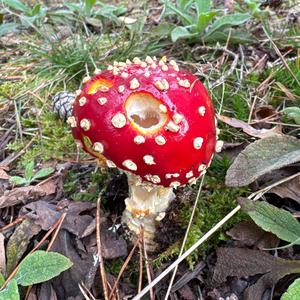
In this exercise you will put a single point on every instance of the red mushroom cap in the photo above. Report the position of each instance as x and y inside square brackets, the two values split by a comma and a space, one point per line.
[149, 118]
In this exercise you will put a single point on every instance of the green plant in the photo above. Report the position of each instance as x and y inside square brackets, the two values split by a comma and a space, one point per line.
[293, 113]
[86, 12]
[200, 21]
[37, 267]
[30, 176]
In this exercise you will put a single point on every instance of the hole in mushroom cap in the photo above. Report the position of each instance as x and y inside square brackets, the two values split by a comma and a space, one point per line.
[99, 85]
[143, 111]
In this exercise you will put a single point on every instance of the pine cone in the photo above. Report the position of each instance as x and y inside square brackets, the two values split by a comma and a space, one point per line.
[62, 104]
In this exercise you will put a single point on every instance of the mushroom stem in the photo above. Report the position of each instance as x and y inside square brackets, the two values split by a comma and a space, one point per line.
[145, 207]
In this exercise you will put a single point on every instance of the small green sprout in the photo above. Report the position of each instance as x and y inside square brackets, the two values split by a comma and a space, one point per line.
[30, 176]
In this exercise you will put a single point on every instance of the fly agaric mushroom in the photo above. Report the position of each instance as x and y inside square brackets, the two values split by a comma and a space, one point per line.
[155, 122]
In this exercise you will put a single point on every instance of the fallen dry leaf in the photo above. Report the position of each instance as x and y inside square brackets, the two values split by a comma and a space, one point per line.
[26, 193]
[3, 174]
[41, 213]
[19, 241]
[2, 255]
[259, 133]
[242, 262]
[252, 235]
[289, 189]
[113, 246]
[286, 91]
[261, 157]
[66, 285]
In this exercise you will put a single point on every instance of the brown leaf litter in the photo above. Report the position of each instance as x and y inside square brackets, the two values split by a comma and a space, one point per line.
[250, 130]
[27, 193]
[242, 262]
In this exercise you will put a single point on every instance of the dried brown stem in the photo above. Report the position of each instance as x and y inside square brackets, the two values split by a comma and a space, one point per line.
[148, 271]
[99, 248]
[141, 267]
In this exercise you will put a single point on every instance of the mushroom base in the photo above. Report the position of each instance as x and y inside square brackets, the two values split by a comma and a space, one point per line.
[145, 207]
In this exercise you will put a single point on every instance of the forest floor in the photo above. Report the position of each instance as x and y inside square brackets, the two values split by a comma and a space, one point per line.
[247, 54]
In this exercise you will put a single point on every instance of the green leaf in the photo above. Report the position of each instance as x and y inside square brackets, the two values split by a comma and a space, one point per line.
[17, 180]
[6, 28]
[185, 18]
[184, 4]
[180, 33]
[204, 19]
[17, 5]
[29, 170]
[293, 291]
[238, 36]
[41, 266]
[10, 292]
[229, 20]
[36, 10]
[272, 219]
[162, 30]
[292, 113]
[88, 5]
[203, 6]
[261, 157]
[42, 173]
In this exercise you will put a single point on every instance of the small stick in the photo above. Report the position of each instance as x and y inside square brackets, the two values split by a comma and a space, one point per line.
[141, 268]
[13, 223]
[99, 248]
[123, 269]
[84, 293]
[254, 196]
[281, 56]
[147, 265]
[185, 236]
[13, 273]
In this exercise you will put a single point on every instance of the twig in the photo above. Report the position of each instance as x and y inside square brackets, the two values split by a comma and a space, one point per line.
[227, 73]
[281, 56]
[13, 223]
[85, 291]
[185, 236]
[252, 109]
[13, 273]
[61, 219]
[147, 265]
[99, 248]
[254, 196]
[8, 161]
[187, 253]
[141, 267]
[123, 268]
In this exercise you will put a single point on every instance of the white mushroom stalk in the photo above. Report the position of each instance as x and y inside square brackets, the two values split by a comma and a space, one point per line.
[152, 120]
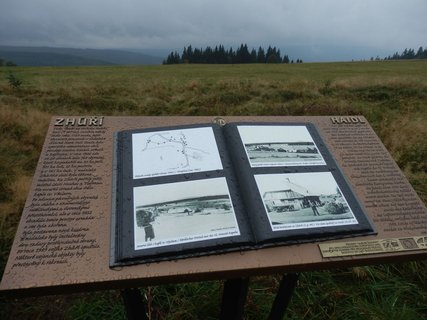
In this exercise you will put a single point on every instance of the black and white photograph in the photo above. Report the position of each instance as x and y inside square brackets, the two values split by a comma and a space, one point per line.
[303, 200]
[163, 153]
[183, 212]
[269, 146]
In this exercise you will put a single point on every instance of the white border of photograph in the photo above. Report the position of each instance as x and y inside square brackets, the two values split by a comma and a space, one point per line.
[264, 135]
[174, 227]
[163, 153]
[290, 197]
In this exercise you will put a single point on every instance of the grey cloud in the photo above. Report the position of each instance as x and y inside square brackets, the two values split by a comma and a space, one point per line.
[386, 24]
■ ■ ■ ■ ■
WHAT IS NEEDED: Write out the whole listing again, exactly, with no pictures.

ANSWER FOR THIS EXERCISE:
In this exercise you will put a single point on every instance of the red mushroom cap in the photo above. Report the position of each instance as x and y inside square brackets, the two values split by a comma and a space, one point per line.
[149, 118]
In this exercise you will put a single point on every instance of the green plant in the photo above. Report the position of each instance as x and y inside square brackets, the two values split by a comma and a space, one point per line.
[293, 113]
[86, 12]
[200, 21]
[37, 267]
[30, 176]
In this exercise you will put a single point on every instance of the hole in mushroom cap in the photo above. Report the position of each instance as x and y inside square brackets, the two values split by a comma and a space, one point per line.
[99, 85]
[143, 111]
In this exercise you will put a single point on every instance of the pine cone in the photo above. Report the position of each instance as x and y inside square brackets, the two values split by a comma and a space, one point per line.
[62, 104]
In this exercise you will put a single point on every instance of the mushroom stem in the photo above. Report the position of each instance as x and y inside square brackets, the two values split by a comma and a space, one point per line.
[145, 207]
In this exercise you will put a single point on every instance of the small green sprout in the photo above. Report the position of each instance as x and y inside square brackets, the two values split by a comma and a space, one point per line.
[30, 176]
In this exercise you will put a single point on every instance of the fly agaric mushroom in the photo above. Report the position of each instance as x and y inside square brackets, the two values split by a comma and a space, one point per line.
[155, 122]
In this exercise you will put a single point on every instance of the fallen dry leaf in the photo above. Report the position of each instance as x and y inside square brackets, the two values split by a comma and a space, one point per line.
[26, 193]
[3, 174]
[41, 213]
[19, 241]
[2, 255]
[259, 133]
[242, 262]
[252, 235]
[289, 189]
[113, 246]
[286, 91]
[261, 157]
[66, 285]
In this exercise you will put a single point on every instance of the brown leaf litter in the photo above. Report the position of each instance as x and y inside square brackets, the two values split by a comma and a space, one point per line.
[250, 130]
[27, 193]
[242, 262]
In this exercise you will put a single point on every instance of the dried brown stem in the photo above. Report the position of each instance as x and y inside square brackets, the two values split by a comma and a space, one point per line.
[148, 271]
[99, 248]
[141, 267]
In this exercise you will put a single point on every instance of the mushroom base in the photo above. Report the position of each instance as x and y inside square brackets, the two values split by a comma and a space, one point per line.
[145, 207]
In this exercise you will put a single point on every instance of the forest floor in the photo above. Report the position of each instance as x and y inside square brackets, the two values split by a comma and a space, one point per line.
[247, 54]
In this exercise you will put a single point on every instance of the green leaf in the photo above. Report the position of each instance as x and y inside square brackets, the two values split by a comma and a space, one point per line.
[17, 180]
[6, 28]
[185, 18]
[184, 4]
[180, 33]
[204, 19]
[17, 5]
[29, 170]
[293, 291]
[238, 36]
[41, 266]
[10, 292]
[229, 20]
[36, 10]
[272, 219]
[162, 30]
[292, 113]
[88, 5]
[203, 6]
[261, 157]
[42, 173]
In this exercise you will put a single point on every instance of the small stick in the photo above. Report the position of each instance as x and y inside square brackets, the two values split by a comma and a space, one point per line.
[141, 268]
[13, 223]
[99, 248]
[123, 269]
[84, 293]
[254, 196]
[281, 56]
[147, 265]
[185, 236]
[13, 273]
In this exercise you will put a single point on every instance of the twig in the photo above. Report the position of each instance as x and y inside square brackets, the two values split by a comma and a space, one point per line.
[227, 73]
[281, 56]
[13, 223]
[85, 291]
[185, 236]
[252, 109]
[13, 273]
[61, 219]
[147, 265]
[99, 248]
[254, 196]
[8, 161]
[187, 253]
[141, 267]
[123, 268]
In this exercise you will put a single point on every instance of the white mushroom stalk in the photo above. Report the position of each instance as x and y inside square brackets, the two values split by a comma and a space, one point per line.
[152, 120]
In this exercise you will put a single point on every instance of the black and white photograph in the photo above. Report the position of each instance as x and y inside square brackets, the two values split by a comma and a space, one point per line.
[303, 200]
[163, 153]
[183, 212]
[269, 146]
In this exercise you will put a single point on every instance of the white border of photograph in the photo above. Report the position of each instance as x and y inside square brackets, the two values split by a comma and a space, one point per line.
[264, 135]
[174, 227]
[163, 153]
[290, 197]
In this exercise you will put a single point on every instance of the grey cloud in the photo above. Report the position of each instance as x and y inside square brackets, the two values split by a comma and a space, one point per line.
[386, 24]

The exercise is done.